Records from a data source
= = = = =

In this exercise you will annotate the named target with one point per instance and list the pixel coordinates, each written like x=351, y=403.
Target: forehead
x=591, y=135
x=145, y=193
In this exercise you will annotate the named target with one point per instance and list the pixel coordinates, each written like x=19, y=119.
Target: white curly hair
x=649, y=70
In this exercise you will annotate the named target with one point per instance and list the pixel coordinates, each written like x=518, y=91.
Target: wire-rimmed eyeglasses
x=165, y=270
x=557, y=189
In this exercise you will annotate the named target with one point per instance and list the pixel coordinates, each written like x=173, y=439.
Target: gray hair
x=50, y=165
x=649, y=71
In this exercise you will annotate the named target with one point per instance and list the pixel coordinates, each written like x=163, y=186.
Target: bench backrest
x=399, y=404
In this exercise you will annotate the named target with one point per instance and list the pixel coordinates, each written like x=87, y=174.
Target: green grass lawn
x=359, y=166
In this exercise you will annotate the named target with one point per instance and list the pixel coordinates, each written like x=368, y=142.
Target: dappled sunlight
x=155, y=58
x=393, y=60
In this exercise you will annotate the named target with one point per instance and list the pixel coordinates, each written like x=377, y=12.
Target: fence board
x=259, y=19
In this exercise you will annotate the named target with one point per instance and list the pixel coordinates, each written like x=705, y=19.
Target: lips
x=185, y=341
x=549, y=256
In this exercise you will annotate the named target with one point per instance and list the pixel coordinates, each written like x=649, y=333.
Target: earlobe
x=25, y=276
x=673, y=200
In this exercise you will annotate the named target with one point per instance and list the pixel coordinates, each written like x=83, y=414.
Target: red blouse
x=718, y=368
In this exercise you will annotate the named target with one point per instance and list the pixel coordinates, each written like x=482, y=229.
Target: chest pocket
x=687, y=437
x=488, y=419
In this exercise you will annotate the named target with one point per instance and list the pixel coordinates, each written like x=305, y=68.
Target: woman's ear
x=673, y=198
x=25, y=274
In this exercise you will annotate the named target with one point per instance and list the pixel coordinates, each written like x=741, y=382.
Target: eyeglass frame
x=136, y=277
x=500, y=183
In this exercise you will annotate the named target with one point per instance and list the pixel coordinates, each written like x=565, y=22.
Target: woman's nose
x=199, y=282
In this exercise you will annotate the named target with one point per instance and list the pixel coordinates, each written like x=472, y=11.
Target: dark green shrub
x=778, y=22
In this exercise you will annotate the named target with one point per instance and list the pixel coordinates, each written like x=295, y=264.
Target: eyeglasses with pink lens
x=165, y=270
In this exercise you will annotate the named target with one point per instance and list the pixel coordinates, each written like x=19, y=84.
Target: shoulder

= = = = =

*GOAL OF THE EXERCISE*: Give every line above again, word for word.

*EXERCISE SOLUTION*:
In this exercise you will annotate the named target with one point per instance and list the pixel coordinates, each written like x=351, y=403.
Target: forehead
x=591, y=135
x=145, y=193
In this exercise you will annotate the named target with one point per instance and list the pixel coordinates, each written like x=19, y=119.
Target: white curly hair
x=649, y=70
In this exercise you will annotate the named target with one point per instance and list the pixel coordinates, each written like x=518, y=91.
Target: wire-rimmed eyeglasses
x=165, y=270
x=557, y=189
In this exercise you will annotate the named target with one point per instance and list the pixel coordinates, each written like x=173, y=439.
Target: gray hair
x=50, y=165
x=649, y=71
In this exercise you will annotate the named target with one point per instance and list the pixel coordinates, each written like x=163, y=186.
Target: bench backrest
x=399, y=404
In this exercise you will annotate the named target with one point per instance and list the pixel coordinates, each written like x=87, y=174.
Target: green grass lawn
x=359, y=166
In this exercise you will annotate the named target with one point per instance and list the pixel coordinates, each written like x=368, y=142.
Target: dappled sunlight
x=155, y=58
x=393, y=60
In this exercise you will annotate the named target with one point per instance and list the pixel coordinates, each written like x=377, y=12.
Target: fence board
x=259, y=19
In this exercise you will annotate the named target with one point per instance and list the pixel coordinates, each written like x=705, y=19.
Target: lips
x=185, y=341
x=549, y=256
In this exercise you will annotate the named target with one point per instance and list the pixel coordinates, each written like x=649, y=333.
Target: earlobe
x=25, y=276
x=673, y=200
In this exercise you will annotate the named target with one point per instance and list the pixel coordinates, each written like x=83, y=414.
Target: red blouse
x=718, y=368
In this exercise you will annotate the named target with one point per instance and list the pixel coordinates, each written like x=482, y=229.
Target: chest pocket
x=687, y=437
x=488, y=419
In this exercise you will annotate the named target with one point per instance and list the pixel coordinates, each written like x=305, y=68.
Target: woman's ear
x=673, y=198
x=25, y=274
In this exercise you will annotate the named target with one point per instance and list the pixel coordinates, each written like x=741, y=382.
Target: eyeglass frame
x=136, y=277
x=500, y=183
In this exercise you will annotate the named target with one point per instance and list the pixel coordinates, each written like x=565, y=22.
Target: woman's nose
x=199, y=282
In this exercise you will annotate the named target with one point per instance and list the pixel coordinates, each written like x=472, y=11.
Target: dark green shrub
x=778, y=22
In this exercise you will annotate the named target with one point per instance and list the pixel coordinates, each written like x=295, y=264.
Target: eyeglasses with pink lens
x=165, y=270
In this exercise you will annotate the named target with one point per instance and list the pixel coordinates, each written like x=19, y=84.
Target: shoulder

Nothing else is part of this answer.